- _YOUR INSTRUCTIONS_
Locate each line in the items below that contains the word "query" and copy those lines.

- _SUPPLIED MATERIAL_
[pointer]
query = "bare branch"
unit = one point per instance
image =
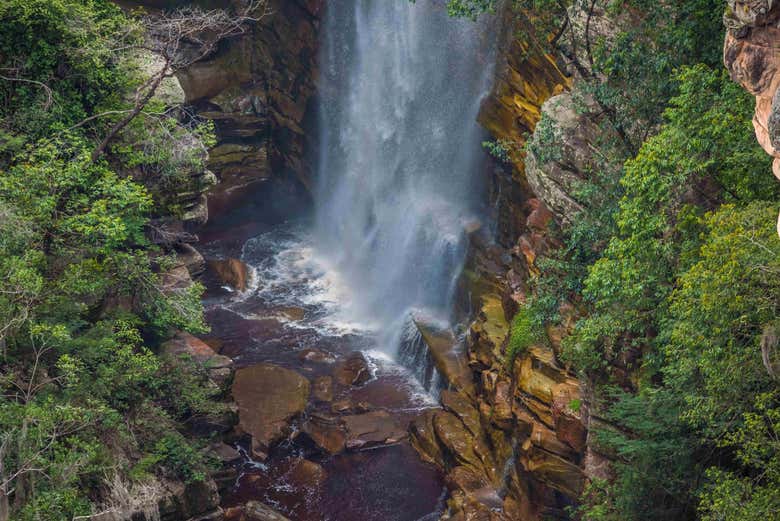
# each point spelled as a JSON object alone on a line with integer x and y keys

* * *

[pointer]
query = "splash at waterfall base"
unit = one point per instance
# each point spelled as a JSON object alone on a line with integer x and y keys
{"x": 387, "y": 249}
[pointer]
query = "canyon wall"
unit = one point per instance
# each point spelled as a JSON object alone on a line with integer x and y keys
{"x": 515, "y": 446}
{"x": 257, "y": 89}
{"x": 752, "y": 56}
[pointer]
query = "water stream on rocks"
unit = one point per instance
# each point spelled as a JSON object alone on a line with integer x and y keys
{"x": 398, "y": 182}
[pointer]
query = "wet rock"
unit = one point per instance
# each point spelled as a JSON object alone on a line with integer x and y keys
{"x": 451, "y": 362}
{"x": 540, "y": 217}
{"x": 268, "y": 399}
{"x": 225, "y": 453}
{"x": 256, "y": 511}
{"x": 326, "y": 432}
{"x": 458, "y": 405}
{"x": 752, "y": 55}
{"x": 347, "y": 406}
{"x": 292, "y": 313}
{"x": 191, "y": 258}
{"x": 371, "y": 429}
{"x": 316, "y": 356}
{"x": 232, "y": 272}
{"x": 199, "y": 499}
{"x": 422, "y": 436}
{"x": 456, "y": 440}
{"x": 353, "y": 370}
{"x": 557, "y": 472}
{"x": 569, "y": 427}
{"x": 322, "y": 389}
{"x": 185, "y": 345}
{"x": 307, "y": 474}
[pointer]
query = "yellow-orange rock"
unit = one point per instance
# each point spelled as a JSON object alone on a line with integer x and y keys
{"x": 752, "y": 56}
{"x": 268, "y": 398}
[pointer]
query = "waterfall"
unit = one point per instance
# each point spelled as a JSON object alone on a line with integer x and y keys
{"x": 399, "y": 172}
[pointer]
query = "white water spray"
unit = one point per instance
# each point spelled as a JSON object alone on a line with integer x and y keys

- _ANSWER_
query = "bare branch"
query = "splash at waterfall base"
query = "canyon wall"
query = "water stream on rocks"
query = "wet rock"
query = "yellow-orange rock"
query = "waterfall"
query = "white water spray"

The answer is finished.